### GIVEN TASK:
Turn only the lines in the entries below into a numbered list, leaving out any blank lines. Begin at the line that has "Which region of this frame contains the butterfly eye?" and stop after the line that has "[0,58,101,118]".

### DATA SUPPLIED:

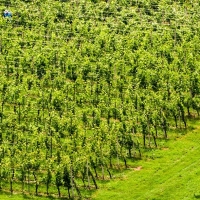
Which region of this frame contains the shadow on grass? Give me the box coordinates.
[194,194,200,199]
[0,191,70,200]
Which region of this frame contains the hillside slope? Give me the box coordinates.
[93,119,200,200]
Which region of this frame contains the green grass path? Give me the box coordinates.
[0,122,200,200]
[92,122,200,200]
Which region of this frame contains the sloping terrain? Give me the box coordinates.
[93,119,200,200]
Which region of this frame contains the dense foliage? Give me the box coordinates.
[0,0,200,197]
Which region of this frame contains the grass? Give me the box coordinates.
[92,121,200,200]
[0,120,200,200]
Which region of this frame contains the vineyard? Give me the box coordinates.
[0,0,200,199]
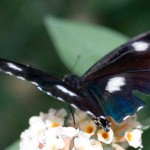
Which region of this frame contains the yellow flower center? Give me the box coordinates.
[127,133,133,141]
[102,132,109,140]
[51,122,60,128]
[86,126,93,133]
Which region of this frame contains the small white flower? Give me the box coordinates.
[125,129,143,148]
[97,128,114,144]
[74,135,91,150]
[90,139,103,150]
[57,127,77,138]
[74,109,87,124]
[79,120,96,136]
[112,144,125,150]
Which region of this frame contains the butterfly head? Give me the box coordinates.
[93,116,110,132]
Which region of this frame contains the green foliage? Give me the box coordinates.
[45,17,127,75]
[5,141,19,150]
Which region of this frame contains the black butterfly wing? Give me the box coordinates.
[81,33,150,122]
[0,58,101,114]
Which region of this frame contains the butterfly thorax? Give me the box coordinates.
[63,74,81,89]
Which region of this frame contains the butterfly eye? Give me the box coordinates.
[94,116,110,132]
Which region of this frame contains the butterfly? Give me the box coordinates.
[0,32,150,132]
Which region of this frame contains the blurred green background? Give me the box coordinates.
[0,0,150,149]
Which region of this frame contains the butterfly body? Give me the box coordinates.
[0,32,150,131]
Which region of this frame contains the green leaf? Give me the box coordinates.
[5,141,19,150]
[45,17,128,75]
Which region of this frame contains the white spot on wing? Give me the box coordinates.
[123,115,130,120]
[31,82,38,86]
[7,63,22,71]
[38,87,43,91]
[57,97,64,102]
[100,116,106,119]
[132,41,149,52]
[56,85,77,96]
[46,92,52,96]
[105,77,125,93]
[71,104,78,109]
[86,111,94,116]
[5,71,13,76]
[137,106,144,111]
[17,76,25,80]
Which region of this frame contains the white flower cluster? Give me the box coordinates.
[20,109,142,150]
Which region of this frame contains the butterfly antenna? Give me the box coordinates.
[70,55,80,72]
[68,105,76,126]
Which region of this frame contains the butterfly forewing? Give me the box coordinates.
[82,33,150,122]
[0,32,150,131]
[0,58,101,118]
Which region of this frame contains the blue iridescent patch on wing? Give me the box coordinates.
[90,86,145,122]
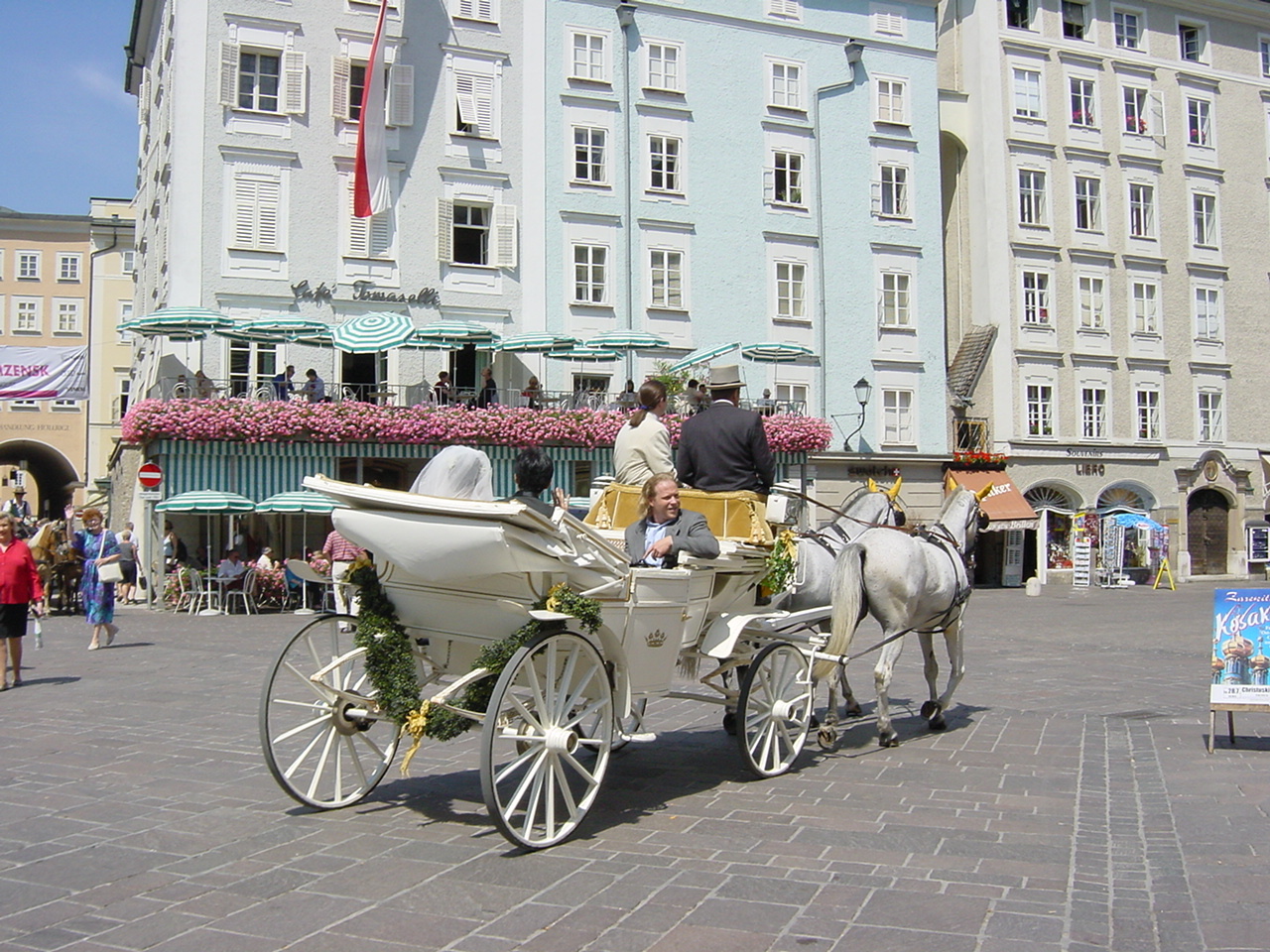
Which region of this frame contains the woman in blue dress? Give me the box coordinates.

### RESULT FOR THIS TASK:
1. Which region of this frame contains the butterfly eye? Give me the box coordinates.
2. [94,116,110,132]
3. Which region of this frame contains the butterfly? Give me the box coordinates.
4. [0,32,150,132]
5. Which region of this frame contains the blurred green background? Give me the box coordinates.
6. [0,0,150,149]
7. Which region of this frame contains the butterfly body? Give me the box coordinates.
8. [0,32,150,131]
9. Which region of this frame contains the green leaf? Give me the box coordinates.
10. [5,141,19,150]
11. [45,17,128,75]
12. Which region of this frame contains the white spot on wing? Give me the box coordinates.
13. [123,115,130,120]
14. [31,82,38,86]
15. [7,63,22,71]
16. [38,87,43,91]
17. [57,97,64,102]
18. [100,116,106,119]
19. [132,41,149,52]
20. [56,85,77,96]
21. [46,92,52,96]
22. [105,77,125,93]
23. [71,104,78,109]
24. [86,111,94,116]
25. [5,71,13,76]
26. [137,106,144,111]
27. [17,76,25,80]
28. Which region of this frame contains the white flower cluster? Give me the box coordinates.
29. [20,109,142,150]
30. Which region of this frame contains the butterfly antenna? Give me the box coordinates.
31. [70,55,80,72]
32. [68,105,76,126]
33. Which region of this frame contains the butterfly forewing? Give me the box coordinates.
34. [82,33,150,122]
35. [0,32,150,131]
36. [0,58,101,118]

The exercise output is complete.